Exercise description: All lines with the word "ripped" must be pulled from the entries below.

Material for this exercise Block Start

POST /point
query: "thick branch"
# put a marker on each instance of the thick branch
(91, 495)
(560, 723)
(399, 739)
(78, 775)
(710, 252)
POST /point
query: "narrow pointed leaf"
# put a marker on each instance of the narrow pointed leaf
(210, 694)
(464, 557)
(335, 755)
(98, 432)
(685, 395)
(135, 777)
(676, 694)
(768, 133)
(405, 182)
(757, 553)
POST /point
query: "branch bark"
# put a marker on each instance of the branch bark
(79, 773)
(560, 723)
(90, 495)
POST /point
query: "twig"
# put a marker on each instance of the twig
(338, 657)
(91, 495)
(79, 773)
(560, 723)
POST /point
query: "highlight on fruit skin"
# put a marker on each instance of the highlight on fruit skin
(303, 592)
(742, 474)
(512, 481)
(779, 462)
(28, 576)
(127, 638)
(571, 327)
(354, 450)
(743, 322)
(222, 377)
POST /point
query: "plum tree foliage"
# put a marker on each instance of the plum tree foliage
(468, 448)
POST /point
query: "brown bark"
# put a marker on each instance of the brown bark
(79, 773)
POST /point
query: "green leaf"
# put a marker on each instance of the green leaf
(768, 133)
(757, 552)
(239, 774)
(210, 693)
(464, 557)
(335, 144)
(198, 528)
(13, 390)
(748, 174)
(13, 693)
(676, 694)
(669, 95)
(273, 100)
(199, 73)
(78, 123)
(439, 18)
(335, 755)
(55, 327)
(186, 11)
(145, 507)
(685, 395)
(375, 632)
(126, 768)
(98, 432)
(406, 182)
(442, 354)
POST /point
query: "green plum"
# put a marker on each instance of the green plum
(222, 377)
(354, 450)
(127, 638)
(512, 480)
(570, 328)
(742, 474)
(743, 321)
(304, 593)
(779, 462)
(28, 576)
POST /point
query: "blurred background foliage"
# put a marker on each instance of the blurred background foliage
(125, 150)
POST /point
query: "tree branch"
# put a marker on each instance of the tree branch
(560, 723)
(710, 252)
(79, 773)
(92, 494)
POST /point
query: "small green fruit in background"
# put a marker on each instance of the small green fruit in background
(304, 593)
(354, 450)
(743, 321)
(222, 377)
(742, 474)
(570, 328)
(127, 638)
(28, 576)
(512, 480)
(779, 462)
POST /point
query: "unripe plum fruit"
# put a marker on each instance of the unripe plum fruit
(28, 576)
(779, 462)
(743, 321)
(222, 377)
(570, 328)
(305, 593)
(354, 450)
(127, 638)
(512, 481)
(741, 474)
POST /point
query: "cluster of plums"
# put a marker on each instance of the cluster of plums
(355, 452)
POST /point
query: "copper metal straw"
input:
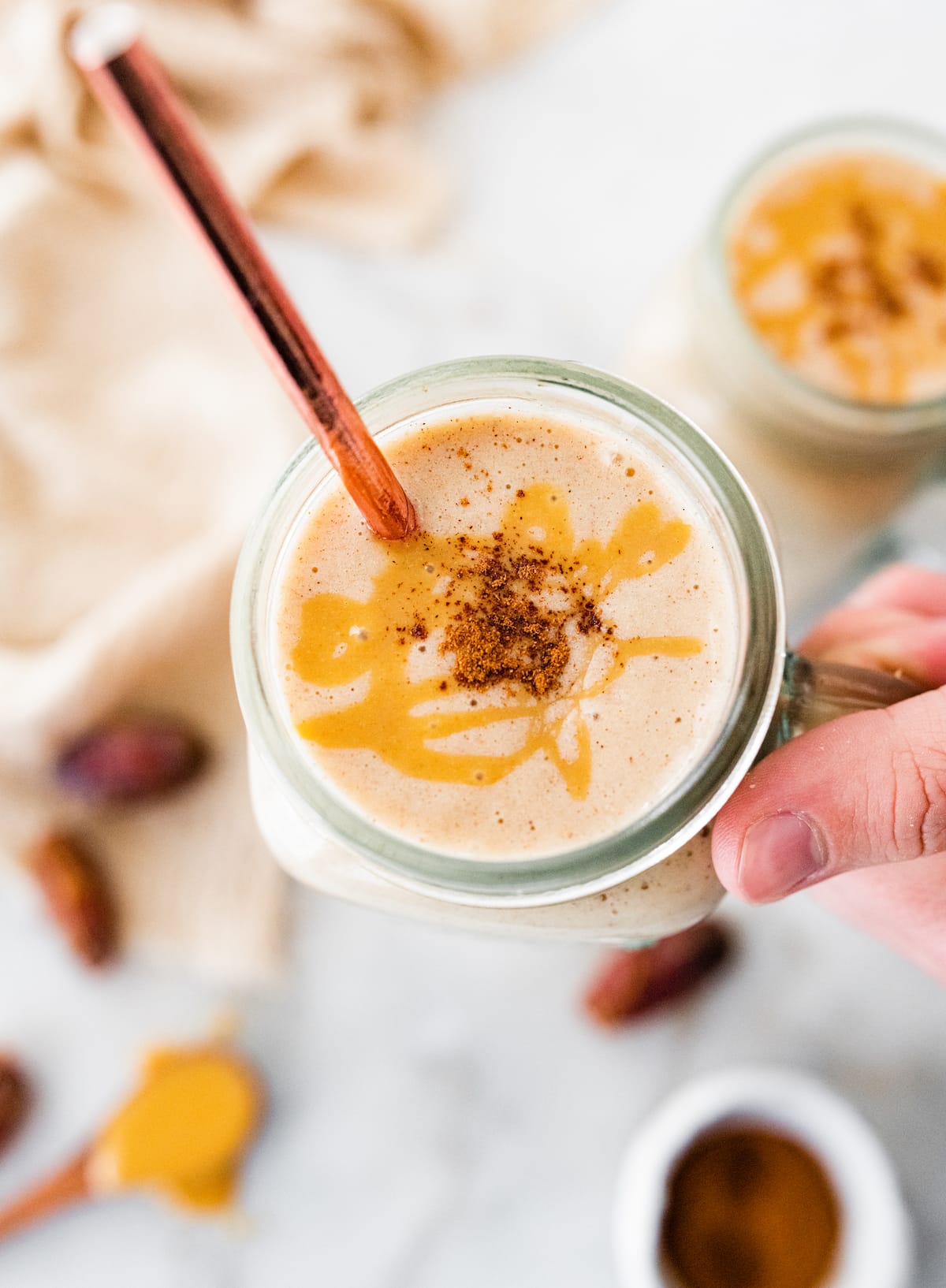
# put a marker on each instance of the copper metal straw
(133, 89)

Material for this exercise Block End
Material for this exercise Block Start

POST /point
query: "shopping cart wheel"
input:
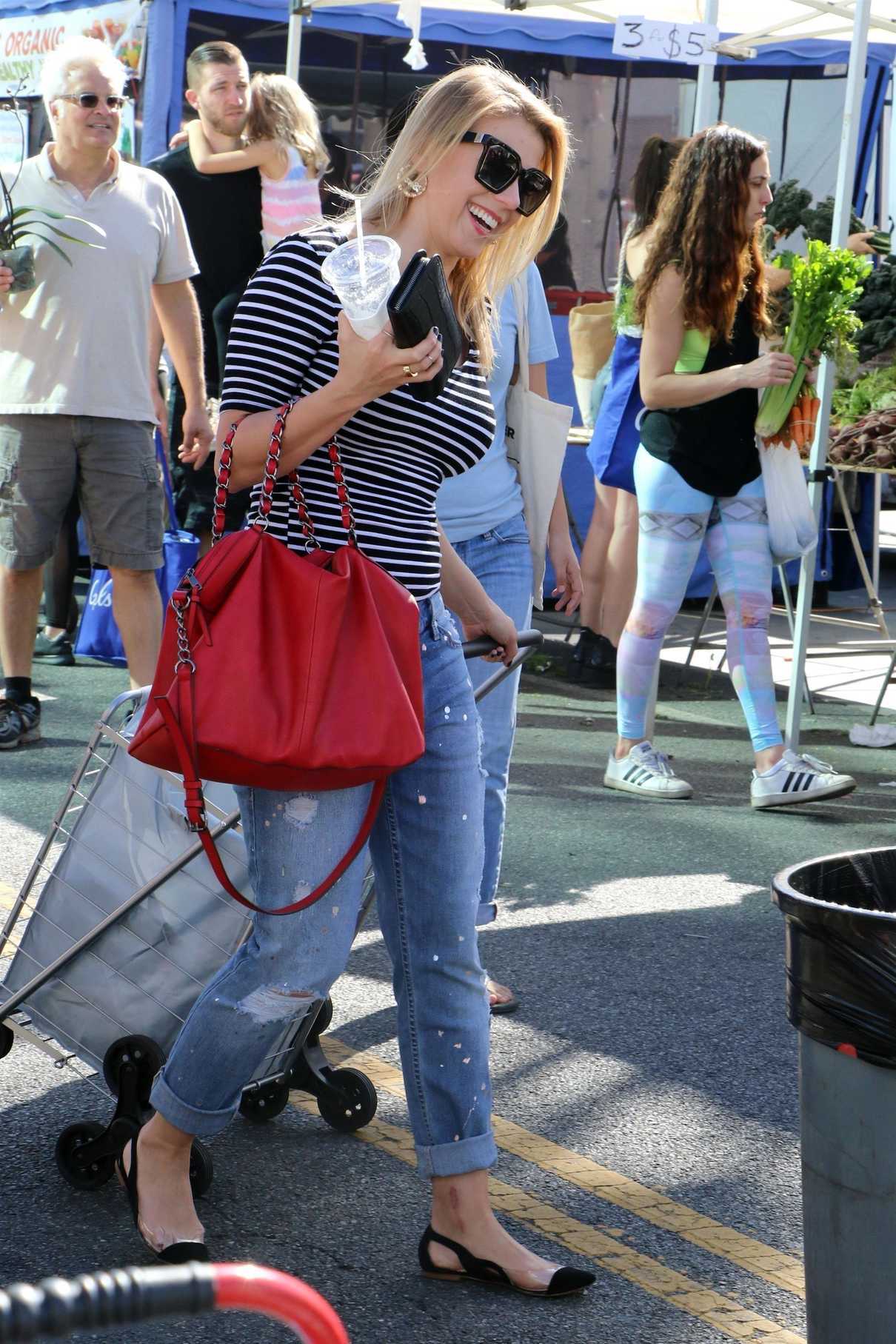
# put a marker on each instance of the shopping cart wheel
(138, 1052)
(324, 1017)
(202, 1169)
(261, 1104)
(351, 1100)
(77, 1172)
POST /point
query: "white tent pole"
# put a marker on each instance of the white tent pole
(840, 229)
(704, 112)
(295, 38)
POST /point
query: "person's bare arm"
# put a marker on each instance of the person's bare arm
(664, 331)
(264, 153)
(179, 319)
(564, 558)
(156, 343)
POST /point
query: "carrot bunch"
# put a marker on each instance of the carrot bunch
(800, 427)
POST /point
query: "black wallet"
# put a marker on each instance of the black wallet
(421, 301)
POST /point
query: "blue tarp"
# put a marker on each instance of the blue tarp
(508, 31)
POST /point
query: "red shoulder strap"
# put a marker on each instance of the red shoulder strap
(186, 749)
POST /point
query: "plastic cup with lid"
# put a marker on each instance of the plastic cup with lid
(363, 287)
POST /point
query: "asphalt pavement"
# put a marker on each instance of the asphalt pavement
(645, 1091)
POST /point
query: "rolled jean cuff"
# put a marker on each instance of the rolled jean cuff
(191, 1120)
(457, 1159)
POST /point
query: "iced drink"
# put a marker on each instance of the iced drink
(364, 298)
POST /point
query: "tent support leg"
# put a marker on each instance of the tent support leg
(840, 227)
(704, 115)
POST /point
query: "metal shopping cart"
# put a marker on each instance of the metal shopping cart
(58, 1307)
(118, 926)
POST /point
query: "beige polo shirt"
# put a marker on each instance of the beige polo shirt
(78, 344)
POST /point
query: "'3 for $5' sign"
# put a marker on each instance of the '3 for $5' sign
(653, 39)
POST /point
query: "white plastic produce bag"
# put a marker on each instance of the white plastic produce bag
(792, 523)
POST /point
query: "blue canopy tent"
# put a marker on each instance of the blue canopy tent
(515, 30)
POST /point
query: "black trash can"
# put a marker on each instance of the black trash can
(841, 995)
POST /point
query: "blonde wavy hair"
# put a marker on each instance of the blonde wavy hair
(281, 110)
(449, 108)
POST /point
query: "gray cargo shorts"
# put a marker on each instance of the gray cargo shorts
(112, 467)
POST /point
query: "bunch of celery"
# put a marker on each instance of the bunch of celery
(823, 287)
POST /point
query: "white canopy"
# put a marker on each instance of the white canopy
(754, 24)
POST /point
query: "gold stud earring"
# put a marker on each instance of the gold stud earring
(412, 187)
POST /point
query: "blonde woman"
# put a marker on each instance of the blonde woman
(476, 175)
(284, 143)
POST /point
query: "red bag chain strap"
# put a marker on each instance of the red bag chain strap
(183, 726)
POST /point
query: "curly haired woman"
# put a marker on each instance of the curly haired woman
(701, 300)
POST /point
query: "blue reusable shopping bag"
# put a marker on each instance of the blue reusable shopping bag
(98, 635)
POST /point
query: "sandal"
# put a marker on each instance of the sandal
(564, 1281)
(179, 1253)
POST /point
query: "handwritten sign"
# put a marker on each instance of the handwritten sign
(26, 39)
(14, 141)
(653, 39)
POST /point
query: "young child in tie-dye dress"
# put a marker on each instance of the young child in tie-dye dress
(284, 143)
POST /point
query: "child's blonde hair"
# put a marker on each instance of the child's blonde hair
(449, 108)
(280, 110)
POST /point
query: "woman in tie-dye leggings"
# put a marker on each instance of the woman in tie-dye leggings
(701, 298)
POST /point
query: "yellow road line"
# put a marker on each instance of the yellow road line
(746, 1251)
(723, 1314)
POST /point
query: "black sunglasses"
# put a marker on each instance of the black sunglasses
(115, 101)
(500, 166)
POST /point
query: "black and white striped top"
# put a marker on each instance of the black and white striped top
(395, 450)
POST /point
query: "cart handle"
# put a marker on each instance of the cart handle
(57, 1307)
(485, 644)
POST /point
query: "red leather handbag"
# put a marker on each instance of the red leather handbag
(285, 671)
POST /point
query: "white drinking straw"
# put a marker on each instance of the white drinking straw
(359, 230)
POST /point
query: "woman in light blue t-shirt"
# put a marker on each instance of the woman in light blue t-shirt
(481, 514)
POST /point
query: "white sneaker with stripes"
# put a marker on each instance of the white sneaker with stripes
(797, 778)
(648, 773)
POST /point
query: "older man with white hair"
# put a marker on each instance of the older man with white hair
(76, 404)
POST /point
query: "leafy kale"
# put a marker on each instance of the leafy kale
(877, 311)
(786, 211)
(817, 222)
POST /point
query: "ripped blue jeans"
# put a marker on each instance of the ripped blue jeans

Material for this exercise Block End
Material for this exercise Block Start

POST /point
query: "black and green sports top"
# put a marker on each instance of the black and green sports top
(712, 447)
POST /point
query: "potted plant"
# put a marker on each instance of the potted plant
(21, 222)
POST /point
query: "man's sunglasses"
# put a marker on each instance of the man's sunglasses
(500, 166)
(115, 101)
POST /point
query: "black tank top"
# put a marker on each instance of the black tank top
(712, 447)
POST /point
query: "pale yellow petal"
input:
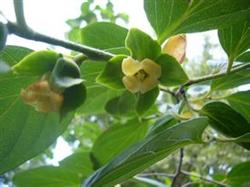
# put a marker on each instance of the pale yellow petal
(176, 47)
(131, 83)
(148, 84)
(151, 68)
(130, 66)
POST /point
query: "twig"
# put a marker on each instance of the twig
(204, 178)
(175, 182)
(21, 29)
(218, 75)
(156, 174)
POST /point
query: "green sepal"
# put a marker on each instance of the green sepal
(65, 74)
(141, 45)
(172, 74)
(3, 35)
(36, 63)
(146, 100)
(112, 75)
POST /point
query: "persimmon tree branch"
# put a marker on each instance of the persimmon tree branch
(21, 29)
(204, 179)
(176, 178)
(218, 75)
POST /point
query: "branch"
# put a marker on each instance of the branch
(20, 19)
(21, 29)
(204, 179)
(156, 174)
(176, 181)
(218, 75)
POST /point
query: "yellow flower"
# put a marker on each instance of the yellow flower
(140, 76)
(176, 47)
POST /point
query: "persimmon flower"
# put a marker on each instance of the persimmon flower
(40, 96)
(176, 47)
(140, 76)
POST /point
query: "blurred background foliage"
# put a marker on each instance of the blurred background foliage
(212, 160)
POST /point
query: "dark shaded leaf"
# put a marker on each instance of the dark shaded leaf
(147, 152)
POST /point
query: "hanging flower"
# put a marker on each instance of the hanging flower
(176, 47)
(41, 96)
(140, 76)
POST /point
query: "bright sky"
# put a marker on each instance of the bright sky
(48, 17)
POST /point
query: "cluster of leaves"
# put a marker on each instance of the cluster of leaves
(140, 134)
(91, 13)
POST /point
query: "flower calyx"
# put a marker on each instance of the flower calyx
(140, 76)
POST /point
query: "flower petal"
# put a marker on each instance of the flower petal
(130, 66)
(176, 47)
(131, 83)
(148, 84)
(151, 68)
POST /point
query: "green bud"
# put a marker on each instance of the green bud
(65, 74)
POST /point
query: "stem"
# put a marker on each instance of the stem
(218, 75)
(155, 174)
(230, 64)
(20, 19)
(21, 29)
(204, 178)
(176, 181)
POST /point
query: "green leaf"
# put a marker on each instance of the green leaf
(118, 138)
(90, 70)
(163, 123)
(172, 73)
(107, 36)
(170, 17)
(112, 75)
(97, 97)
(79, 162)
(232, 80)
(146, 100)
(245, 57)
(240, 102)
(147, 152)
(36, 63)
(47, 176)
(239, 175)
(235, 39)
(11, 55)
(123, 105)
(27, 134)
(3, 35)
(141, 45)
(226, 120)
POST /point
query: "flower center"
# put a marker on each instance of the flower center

Material for this exercise Block End

Problem solution:
query: "ripped blue jeans"
# put a marker on each instance of the ripped blue jeans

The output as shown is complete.